"""

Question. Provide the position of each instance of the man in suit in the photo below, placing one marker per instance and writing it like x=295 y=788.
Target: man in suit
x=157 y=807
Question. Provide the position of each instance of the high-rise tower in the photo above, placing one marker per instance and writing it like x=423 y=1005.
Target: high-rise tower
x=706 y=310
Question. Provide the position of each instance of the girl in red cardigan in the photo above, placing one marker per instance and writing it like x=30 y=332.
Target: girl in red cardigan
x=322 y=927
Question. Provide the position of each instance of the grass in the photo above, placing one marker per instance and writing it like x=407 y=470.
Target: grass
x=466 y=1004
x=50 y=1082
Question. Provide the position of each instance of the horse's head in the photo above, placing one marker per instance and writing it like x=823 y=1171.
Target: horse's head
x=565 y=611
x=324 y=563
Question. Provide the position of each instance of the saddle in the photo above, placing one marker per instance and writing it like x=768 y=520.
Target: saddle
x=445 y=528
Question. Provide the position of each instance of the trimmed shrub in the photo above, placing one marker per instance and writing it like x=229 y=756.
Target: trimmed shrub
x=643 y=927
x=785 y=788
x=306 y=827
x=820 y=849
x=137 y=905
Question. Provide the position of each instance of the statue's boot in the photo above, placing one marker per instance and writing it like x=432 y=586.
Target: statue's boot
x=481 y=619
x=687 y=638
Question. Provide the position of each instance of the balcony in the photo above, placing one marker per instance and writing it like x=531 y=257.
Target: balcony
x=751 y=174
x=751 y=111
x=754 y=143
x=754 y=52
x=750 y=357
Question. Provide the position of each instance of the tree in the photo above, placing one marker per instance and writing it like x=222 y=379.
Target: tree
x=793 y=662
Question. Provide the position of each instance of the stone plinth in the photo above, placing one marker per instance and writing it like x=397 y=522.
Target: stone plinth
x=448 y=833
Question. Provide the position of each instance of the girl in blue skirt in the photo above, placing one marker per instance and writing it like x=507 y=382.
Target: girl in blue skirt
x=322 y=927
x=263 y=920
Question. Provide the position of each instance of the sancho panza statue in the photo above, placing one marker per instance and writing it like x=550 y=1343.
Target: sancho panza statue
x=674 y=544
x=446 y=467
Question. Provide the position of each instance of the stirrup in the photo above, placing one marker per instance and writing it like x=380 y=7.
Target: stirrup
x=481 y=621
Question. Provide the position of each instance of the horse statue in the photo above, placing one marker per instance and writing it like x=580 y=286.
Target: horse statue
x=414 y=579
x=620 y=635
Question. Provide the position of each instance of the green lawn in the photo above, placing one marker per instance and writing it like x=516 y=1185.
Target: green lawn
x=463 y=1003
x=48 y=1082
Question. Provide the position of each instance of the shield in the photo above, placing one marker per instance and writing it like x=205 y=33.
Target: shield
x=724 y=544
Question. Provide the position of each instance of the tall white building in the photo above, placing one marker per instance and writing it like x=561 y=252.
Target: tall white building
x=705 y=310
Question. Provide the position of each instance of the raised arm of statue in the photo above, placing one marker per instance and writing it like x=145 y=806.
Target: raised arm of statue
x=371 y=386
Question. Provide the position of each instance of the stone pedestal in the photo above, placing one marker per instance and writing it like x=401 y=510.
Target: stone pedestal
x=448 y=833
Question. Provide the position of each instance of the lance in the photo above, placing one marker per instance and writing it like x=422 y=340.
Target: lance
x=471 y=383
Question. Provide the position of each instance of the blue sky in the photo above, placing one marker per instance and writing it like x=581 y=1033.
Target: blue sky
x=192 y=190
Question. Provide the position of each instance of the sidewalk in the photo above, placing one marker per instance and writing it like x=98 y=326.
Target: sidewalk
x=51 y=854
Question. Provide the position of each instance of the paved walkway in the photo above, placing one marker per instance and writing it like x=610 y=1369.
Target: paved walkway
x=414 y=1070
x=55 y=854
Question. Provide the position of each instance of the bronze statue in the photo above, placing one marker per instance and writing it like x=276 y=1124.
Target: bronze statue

"""

> **Work instructions**:
Transcribe every entry in the listing, word for word.

> **Completed exercise**:
Question. Provide the position of each instance of the man in suit in the photo below, placing one marker per instance and writing it like x=295 y=788.
Target: man in suit
x=157 y=807
Question. Provide the position of each instance of the high-rise tower in the photo above, placing one marker per instance and writing it like x=423 y=1005.
Target: high-rise tower
x=706 y=310
Question. Provide the position of each instance of the girl in red cardigan in the photo above, placing one marker per instance and writing it like x=30 y=332.
Target: girl in red cardigan
x=322 y=927
Question. Provide the position of each instance of the grass in the photo above, placing one marker per instance and writing it like x=407 y=470.
Target: grass
x=466 y=1004
x=50 y=1082
Question. Provide the position of each instance of the horse's head in the photo above, placing one marker per instance and writing it like x=823 y=1171.
Target: horse's head
x=565 y=611
x=324 y=563
Question. Provide the position of each instance of the saddle in the photo above, placing one marker per instance and writing it like x=768 y=520.
Target: saddle
x=445 y=528
Question. Provide the position of each instance of the trimmed shrub in the photo above, placing one marker per instance and writing it like x=229 y=756.
Target: trimmed shrub
x=643 y=927
x=785 y=788
x=306 y=827
x=820 y=849
x=137 y=905
Question. Provide the position of each instance of the statue's boot in the photo above, placing one marker per instance and writing it like x=432 y=586.
Target: statue's boot
x=481 y=619
x=687 y=638
Question. Provide the position of each instance of the balcony in the photo above, placing one marker per instance and writing it like x=531 y=257.
Target: balcony
x=751 y=174
x=751 y=111
x=754 y=143
x=754 y=52
x=750 y=357
Question. Provide the position of each instance of the tree in the photo above, placing one marker per instance and writing it like x=222 y=379.
Target: tree
x=793 y=662
Question. Provide the position of each instance of the stone plinth in the photo above, placing one marker per instance and writing it like x=397 y=522.
Target: stone plinth
x=448 y=833
Question. Provide the position of each instance of the girl in blue skirt in the photo above, placing one marker per instance and writing it like x=507 y=382.
Target: girl in blue skirt
x=322 y=927
x=263 y=920
Question. Provide the position of each instance of the sancho panza statue in the photo above, placing one marker per instance and writing it like x=550 y=1343.
Target: sancho panza statue
x=674 y=544
x=446 y=467
Question. Provide the position of each instance of the stirrup in the photo above, placing one marker per instance and writing it like x=380 y=7.
Target: stirrup
x=481 y=621
Question. Provide the position of each instance of the horse statue in the photo above, placing one marker per instance and writing it like x=580 y=286.
Target: horse statue
x=414 y=579
x=620 y=635
Question. Provide the position of each instance of the green lawn in the photo above, placing one marker per instance and writing it like x=516 y=1185.
Target: green lawn
x=463 y=1003
x=48 y=1082
Question. Provide the position of each instance of the shield in the photo above, placing one marker per instance and writing it like x=205 y=33.
Target: shield
x=724 y=544
Question. Provide the position of each instance of the tall white building in the photo above, placing one marker per instance and writing it like x=561 y=252.
Target: tall white building
x=705 y=310
Question. Provide the position of each instance of the raised arm of statue in the photo above, placing one marker per instance and writing it like x=145 y=806.
Target: raised arm of statue
x=371 y=386
Question. Provide the position of each instance of the stone pedestal in the photo above, placing one marker per instance and writing it like x=401 y=510.
Target: stone pedestal
x=448 y=833
Question. Provide the position of each instance of the lance in the photo above, placing one marker per instance and writing it like x=422 y=340.
Target: lance
x=471 y=383
Question. Provide the position of each instance of the blue sky in the photo above, placing one marker per instance and writing it like x=581 y=1033.
Target: blue sky
x=192 y=190
Question. Provide the position of each instance of the sidewalk in the photo above, placing one marker per instance and writing it like x=98 y=326.
Target: sidewalk
x=51 y=854
Question. Provide the position of each instance of the paved walkway in the photo above, placing one marker per instance and writing it like x=610 y=1369.
Target: paved walkway
x=414 y=1070
x=55 y=854
Question. Provide the position of each instance of the bronze statue in the photo above, placing one marker per instance and writing it like x=276 y=1124.
Target: bronze statue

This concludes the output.